Reproduce every line of the material below verbatim.

=== Information shown ===

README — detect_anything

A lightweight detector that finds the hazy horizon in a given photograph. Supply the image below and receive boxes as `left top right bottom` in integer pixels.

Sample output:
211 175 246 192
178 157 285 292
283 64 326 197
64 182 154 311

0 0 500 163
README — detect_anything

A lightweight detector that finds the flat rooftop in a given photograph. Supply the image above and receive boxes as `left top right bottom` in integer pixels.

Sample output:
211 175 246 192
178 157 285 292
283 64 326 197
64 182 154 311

===

• **Written reply**:
README — detect_anything

A lightweight detector that finds the hazy horizon in a given photograph. Supply the image below and receive boxes as `left top right bottom` in integer pixels.

Sample output:
211 175 246 192
178 157 285 292
283 64 326 197
64 182 154 311

0 0 500 163
README — detect_anything

A lightweight detector that finds the flat rooftop in a given photograph. Supply the image above and receive boxes as `left top right bottom` in integer pixels.

Sample output:
211 175 246 192
178 157 285 292
283 64 326 197
64 182 154 311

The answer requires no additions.